## begin Dataset extract

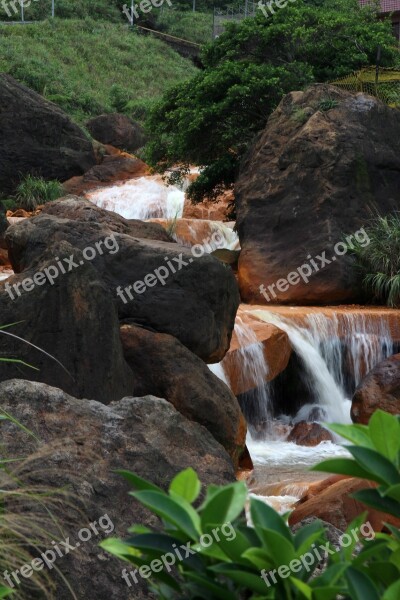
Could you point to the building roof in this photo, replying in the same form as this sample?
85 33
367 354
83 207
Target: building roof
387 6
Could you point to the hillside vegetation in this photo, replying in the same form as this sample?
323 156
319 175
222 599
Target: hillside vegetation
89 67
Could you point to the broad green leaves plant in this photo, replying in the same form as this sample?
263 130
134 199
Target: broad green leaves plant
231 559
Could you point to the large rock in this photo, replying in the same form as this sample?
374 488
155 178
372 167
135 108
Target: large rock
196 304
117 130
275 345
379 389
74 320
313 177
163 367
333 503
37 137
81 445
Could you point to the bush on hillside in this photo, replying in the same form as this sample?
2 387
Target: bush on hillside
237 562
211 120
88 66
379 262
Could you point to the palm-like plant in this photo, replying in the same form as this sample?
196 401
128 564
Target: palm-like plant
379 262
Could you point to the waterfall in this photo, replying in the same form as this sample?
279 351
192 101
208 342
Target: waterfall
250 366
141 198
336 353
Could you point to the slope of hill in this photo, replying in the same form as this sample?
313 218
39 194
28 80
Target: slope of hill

## end Dataset extract

What is required:
Please edit the rows above by changing "Target" to "Label" wherever it appears, leaving everything else the same. Write out the full edited rows without the pictures.

Correct output:
Could you point to the building roof in this photo, replying in the same form as this sample?
85 33
367 354
83 207
Label: building roof
387 6
Could you point to the hillside vegetation in this photo, replying in the same form as this sample?
323 156
319 175
222 599
Label: hillside vegetation
89 67
Could you point to the broad green leaves plant in this photo, replying in the same form as this sample?
263 130
134 199
Label: broad green leaves plant
231 559
Could you point to the large rock in this photo, replying in the same form as this sample?
374 488
155 178
372 167
135 108
Label: large rock
196 304
117 130
275 345
379 389
74 320
313 177
163 367
333 503
37 137
81 445
Could you point to the bush on hillside in this photo, replying in the same form as this sample?
2 387
Label: bush on hillside
237 562
211 120
88 66
379 262
Could you point to the palm-like plant in this photo, replying in the same form as this sample?
196 401
128 564
Label: palm-like plant
379 262
Could you point to the waterfall in this photo, replying in the same form as this sample?
279 351
192 101
208 342
Label: waterfall
250 366
141 198
336 353
Could you point to the slope of hill in this photo, replying in the same form as this sample?
313 218
39 194
28 80
Label: slope of hill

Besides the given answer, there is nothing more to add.